**OBJECTIVE A**
In the forum thread below, rewrite the post that begins "The Bucks have two things in common" as a short bulleted list that keeps its main facts.
**OBJECTIVE B**
Answer these questions from the forum thread below, one line each:
(i) According to the quoted note from the article, who has Kobe Bryant's public endorsement?
(ii) Which poster said Dunleavy "would instantly become one of the worst coaches in the league"?
(iii) According to roux, who "took care of the other half" of the '90s for the Bucks?
**OBJECTIVE C**
List every username that appears in a post header in the forum thread below, giving each name once.

-- Start of SOURCE EXTRACT --

# ESPN: Mike Dunleavy in Lakers coaching "short list"



## Zuca (Dec 4, 2003)

http://sports.espn.go.com/los-angeles/nba/news/story?id=6540897


----------



## roux (Jun 20, 2006)

why?


----------



## Tom (Jul 15, 2002)

That is obscene


----------



## hobojoe (Jun 20, 2003)

He would instantly become one of the worst coaches in the league (again).


----------



## ceejaynj (Oct 9, 2005)

No, no, no...


----------



## Jamel Irief (May 19, 2002)

We already employed him once, not again. 

I refuse to believe this.


----------



## DaRizzle (May 22, 2007)

This quite possibly could be the worst thing that could happen to the Lakers...besides a horrific plane crash


----------



## roux (Jun 20, 2006)

DaRizzle said:


> This quite possibly could be the worst thing that could happen to the Lakers...besides a horrific plane crash


Unless that plane crash took out whomever is making the decision on the new coach apparently


----------



## DaRizzle (May 22, 2007)

roux2dope said:


> Unless that plane crash took out whomever is making the decision on the new coach apparently


touche'


But yeah, I maintain the thought that Dunleavy is all fluff...Of course what is the Lakers motivation in that? But whatever, fluff I tell you! (or Id go crazy)

Here is an interesting note from the article:



> Lakers assistant coach Brian Shaw has the public endorsement of Kobe Bryant and is regarded as by far the strongest in-house candidate. But a league source told ESPN The Magazine's Ric Bucher that Bryant would support the hiring of Adelman if the team decided to go in that direction.


----------



## roux (Jun 20, 2006)

The Bucks have two things in common with the Lakers, Kareem, and Mike Dunleavy as our coach, we got him the year after he took them to the finals in 91 when Magic was pretty much the coach.. and he pretty much destroyed our franchise for the first half of the 90's.. chris ford took care of the other half.. i dont know why there is such a panic in LA right now... you had a ****ty postseason, it happens. The drama right now is boarderline ridiculous for a team that will be back on its feet within 2 years as usual..if not next year


----------



## Cris (Jun 18, 2003)

-- End of SOURCE EXTRACT --
-- Start of DATA LINES --

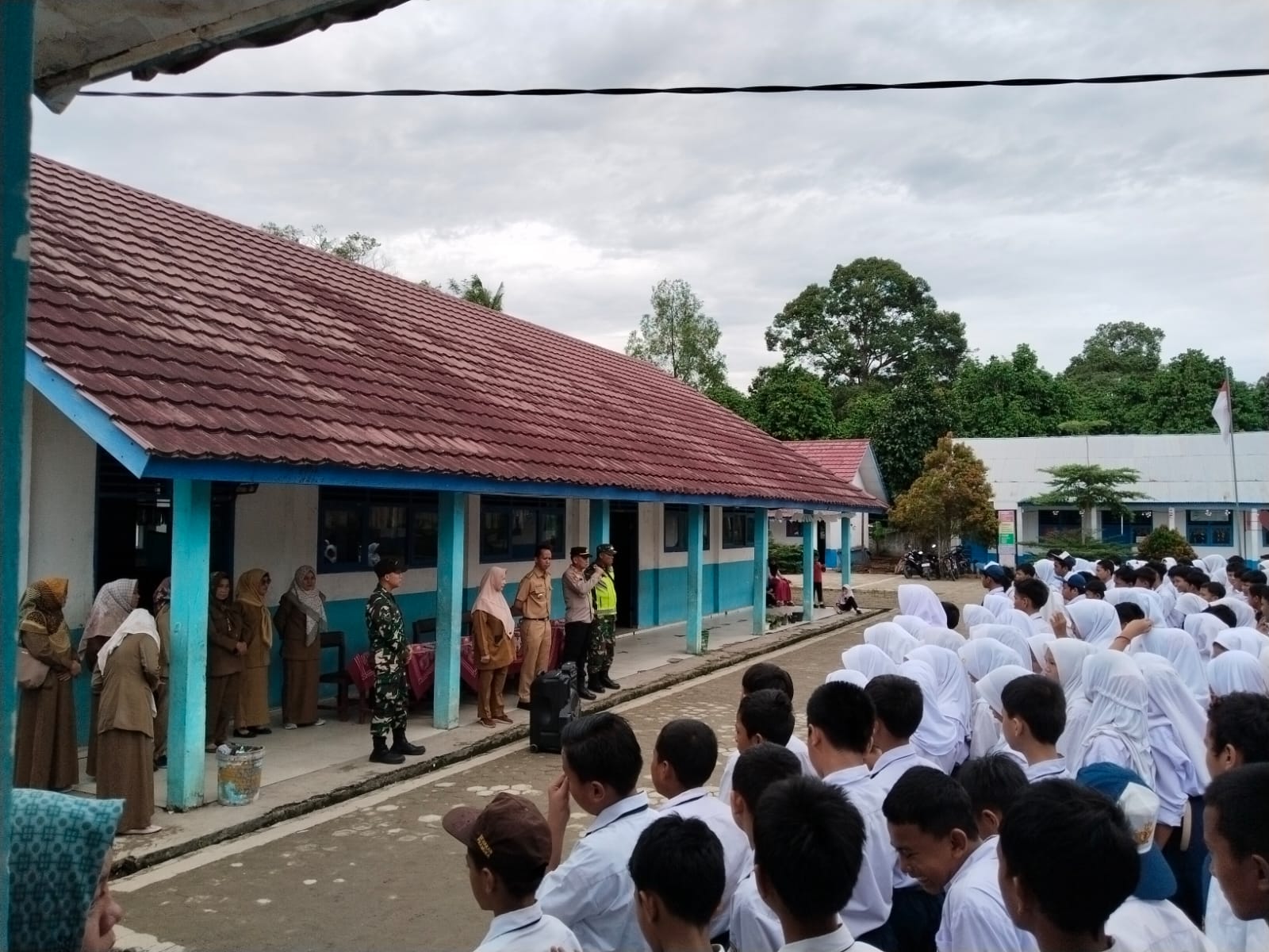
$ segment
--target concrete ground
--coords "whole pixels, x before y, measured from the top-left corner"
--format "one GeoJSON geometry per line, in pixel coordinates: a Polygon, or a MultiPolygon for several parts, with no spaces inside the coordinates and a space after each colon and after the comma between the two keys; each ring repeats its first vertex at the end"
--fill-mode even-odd
{"type": "MultiPolygon", "coordinates": [[[[893,584],[863,592],[882,600],[893,597],[893,584]]],[[[937,588],[958,604],[977,600],[981,592],[976,581],[937,588]]],[[[840,666],[841,652],[862,640],[874,618],[843,621],[845,627],[763,655],[793,675],[794,707],[802,708],[813,687],[840,666]]],[[[631,720],[643,748],[645,790],[651,790],[647,754],[661,725],[674,717],[698,717],[718,734],[717,783],[733,746],[746,665],[613,708],[631,720]]],[[[798,730],[805,730],[801,717],[798,730]]],[[[453,806],[486,802],[500,790],[522,792],[544,809],[547,786],[558,772],[558,755],[532,754],[527,744],[515,743],[119,878],[113,889],[135,930],[123,932],[121,947],[475,948],[489,915],[471,897],[462,847],[440,829],[440,817],[453,806]]],[[[570,836],[588,821],[575,814],[570,836]]]]}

-- End of DATA LINES --

**FULL ANSWER A**
- The Bucks and the Lakers both had Kareem, and both had Mike Dunleavy as coach.
- The Bucks hired Dunleavy the year after he took the Lakers to the finals in '91, when Magic was pretty much the coach.
- Dunleavy pretty much destroyed the Bucks franchise for the first half of the '90s, and Chris Ford took care of the other half.
- The poster doesn't see why LA is panicking: the Lakers had a bad postseason, and that happens.
- The drama is borderline ridiculous for a team that will be back on its feet within two years, as usual, if not next year.

**FULL ANSWER B**
(i) Lakers assistant coach Brian Shaw
(ii) hobojoe
(iii) Chris Ford

**FULL ANSWER C**
Zuca, roux, Tom, hobojoe, ceejaynj, Jamel Irief, DaRizzle, Cris